> Data to use
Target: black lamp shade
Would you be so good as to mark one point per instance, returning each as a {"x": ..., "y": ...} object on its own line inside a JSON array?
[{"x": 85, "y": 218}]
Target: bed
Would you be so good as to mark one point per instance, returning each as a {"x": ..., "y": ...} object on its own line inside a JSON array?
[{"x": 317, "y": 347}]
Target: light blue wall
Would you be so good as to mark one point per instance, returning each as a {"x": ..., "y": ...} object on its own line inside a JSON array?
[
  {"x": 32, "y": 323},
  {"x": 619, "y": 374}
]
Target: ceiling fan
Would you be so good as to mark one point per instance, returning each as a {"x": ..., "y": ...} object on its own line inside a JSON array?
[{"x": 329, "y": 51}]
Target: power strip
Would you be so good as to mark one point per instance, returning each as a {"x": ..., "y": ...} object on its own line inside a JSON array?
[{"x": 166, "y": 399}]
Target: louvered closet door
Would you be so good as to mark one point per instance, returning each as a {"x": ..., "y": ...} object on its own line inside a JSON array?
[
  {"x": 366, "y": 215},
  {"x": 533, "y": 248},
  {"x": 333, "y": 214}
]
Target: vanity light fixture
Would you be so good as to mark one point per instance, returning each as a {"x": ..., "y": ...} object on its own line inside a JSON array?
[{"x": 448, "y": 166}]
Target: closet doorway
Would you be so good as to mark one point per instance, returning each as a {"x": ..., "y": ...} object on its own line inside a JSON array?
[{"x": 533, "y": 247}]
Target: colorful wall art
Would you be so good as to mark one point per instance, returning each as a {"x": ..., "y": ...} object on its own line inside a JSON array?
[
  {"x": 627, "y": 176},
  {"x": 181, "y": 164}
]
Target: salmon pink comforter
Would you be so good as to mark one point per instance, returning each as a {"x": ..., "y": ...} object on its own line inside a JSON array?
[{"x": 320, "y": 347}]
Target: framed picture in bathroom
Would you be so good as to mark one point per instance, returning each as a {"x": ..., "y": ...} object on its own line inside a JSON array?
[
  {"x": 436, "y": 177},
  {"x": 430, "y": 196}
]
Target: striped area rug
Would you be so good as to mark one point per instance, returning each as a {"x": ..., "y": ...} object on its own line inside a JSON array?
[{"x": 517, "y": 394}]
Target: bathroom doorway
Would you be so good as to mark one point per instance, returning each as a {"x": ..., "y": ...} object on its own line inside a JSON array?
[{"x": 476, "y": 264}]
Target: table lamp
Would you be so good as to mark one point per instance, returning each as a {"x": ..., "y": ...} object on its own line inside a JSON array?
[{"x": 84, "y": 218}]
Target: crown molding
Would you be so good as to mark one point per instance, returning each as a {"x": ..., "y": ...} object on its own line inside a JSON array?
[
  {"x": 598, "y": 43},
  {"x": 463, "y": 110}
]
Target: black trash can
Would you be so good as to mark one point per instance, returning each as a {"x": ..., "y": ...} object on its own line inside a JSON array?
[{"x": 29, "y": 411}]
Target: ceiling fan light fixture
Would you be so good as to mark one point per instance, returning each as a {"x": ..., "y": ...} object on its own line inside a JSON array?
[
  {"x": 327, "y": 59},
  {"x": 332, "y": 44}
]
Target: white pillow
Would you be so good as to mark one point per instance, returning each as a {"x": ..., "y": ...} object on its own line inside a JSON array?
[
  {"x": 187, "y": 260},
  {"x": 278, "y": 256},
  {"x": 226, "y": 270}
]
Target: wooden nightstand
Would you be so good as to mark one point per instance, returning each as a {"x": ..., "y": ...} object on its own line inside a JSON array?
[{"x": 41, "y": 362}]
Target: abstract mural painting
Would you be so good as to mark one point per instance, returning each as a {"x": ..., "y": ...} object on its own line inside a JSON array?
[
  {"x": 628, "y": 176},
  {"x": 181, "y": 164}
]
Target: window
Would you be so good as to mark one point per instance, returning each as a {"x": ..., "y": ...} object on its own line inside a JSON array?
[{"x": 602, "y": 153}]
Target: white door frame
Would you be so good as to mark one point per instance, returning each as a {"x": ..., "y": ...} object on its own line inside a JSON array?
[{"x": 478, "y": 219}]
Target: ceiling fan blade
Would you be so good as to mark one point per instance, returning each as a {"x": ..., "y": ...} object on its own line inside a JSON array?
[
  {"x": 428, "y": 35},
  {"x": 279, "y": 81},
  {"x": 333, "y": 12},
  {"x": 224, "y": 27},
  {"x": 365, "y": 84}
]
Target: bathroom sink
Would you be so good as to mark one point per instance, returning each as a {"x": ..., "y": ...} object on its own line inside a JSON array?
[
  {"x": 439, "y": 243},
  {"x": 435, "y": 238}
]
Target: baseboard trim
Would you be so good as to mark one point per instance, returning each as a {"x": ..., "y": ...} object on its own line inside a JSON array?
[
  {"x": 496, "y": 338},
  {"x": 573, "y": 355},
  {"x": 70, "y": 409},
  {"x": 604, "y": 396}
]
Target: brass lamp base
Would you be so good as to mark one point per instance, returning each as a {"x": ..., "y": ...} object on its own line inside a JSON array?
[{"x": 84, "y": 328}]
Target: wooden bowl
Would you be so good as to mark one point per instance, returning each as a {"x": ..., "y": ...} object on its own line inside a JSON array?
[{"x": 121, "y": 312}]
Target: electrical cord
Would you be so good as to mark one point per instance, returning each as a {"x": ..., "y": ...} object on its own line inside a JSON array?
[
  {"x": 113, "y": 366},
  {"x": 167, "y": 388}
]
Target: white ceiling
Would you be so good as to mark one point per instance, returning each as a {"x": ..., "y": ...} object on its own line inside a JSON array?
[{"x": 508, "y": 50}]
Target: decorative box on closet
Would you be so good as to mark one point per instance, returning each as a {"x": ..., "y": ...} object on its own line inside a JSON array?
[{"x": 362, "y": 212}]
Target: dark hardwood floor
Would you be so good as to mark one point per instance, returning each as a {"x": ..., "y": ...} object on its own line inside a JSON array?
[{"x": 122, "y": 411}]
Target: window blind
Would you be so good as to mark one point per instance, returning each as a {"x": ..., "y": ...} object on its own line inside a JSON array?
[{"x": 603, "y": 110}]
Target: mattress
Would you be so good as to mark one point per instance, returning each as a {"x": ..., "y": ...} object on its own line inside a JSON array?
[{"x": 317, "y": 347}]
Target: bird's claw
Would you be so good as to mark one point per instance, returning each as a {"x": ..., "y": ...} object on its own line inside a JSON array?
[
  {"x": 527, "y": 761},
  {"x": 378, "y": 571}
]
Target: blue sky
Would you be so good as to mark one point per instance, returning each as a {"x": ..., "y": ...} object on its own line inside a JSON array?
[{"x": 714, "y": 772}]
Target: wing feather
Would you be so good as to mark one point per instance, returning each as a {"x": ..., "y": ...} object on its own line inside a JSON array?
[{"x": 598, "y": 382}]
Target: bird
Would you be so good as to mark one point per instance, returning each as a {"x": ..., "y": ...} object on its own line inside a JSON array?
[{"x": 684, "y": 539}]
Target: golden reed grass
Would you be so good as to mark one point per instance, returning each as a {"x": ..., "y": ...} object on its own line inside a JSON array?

> Task details
The reply should consist solely of the lines above from the one that has "Target: ceiling fan blade" through the one that has "Target: bathroom sink", reproduced exactly.

> Task result
Target: ceiling fan blade
Would you be so good as to mark one point per instance, returning each as a {"x": ..., "y": ...} object on its own line inside a JSON array?
[
  {"x": 428, "y": 35},
  {"x": 279, "y": 81},
  {"x": 333, "y": 12},
  {"x": 224, "y": 27},
  {"x": 365, "y": 84}
]
Target: bathroom sink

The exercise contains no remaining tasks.